** SHORT EXERCISE **
Retype the part of the National Adaptation Forum special sessions text between "The National Adaptation" and "the full descriptions.", inclusive, without changing a word.

** DOCUMENT SEGMENT **
==========
The National Adaptation Forum team developed special session topics to prioritize specific areas that are becoming increasingly imperative for the growth of the adaptation field. In addition to selecting a Topic Area for your submission, you are invited to also indicate if your proposal would be a good match for one of these special sessions.
There are 10 Special Session topic areas. Please scroll down to read the full descriptions.
- Is Adaptation Delivering? Monitoring & Evaluation to Advance the Field
- Addressing the Money Problem: Funding Adaptation
- Building Climate-Resilient Health Systems Through Adaptation
- Where Do We Go From Here? The Politics and People of Managed Retreat
- Catalyzing Behavior Change For Climate Adaptation
- Bridging Governance for Climate Adaptation: Tribal, State, and Local Collaboration in a Changing Political Climate
- Adaptation From the Land to the Sea: Addressing Unique Challenges for Rural & Island Communities
- Protecting the Future of Ecosystems and Biodiversity Through Adaptation
- Equipping Ourselves For the Path Ahead Through Practical Training and Workforce Development
- Navigating the Muddy Waters of a Federal Maelstrom
Is Adaptation Delivering? Monitoring & Evaluation to Advance the Field
How is monitoring and evaluation being integrated into adaptation projects to map the success and failures of our efforts? How can we build upon each other’s knowledge in the field to improve future adaptation efforts?
==========
** LISTING **

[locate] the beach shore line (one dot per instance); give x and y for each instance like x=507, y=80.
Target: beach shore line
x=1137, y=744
==========
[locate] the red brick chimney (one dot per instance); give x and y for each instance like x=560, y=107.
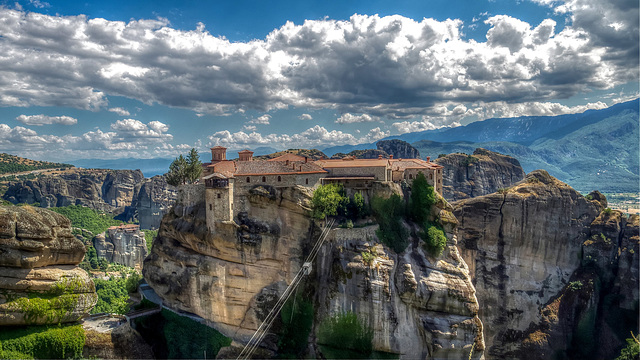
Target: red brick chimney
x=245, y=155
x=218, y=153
==========
** ANSWER BELOW **
The National Adaptation Forum team developed special session topics to prioritize specific areas that are becoming increasingly imperative for the growth of the adaptation field. In addition to selecting a Topic Area for your submission, you are invited to also indicate if your proposal would be a good match for one of these special sessions.
There are 10 Special Session topic areas. Please scroll down to read the full descriptions.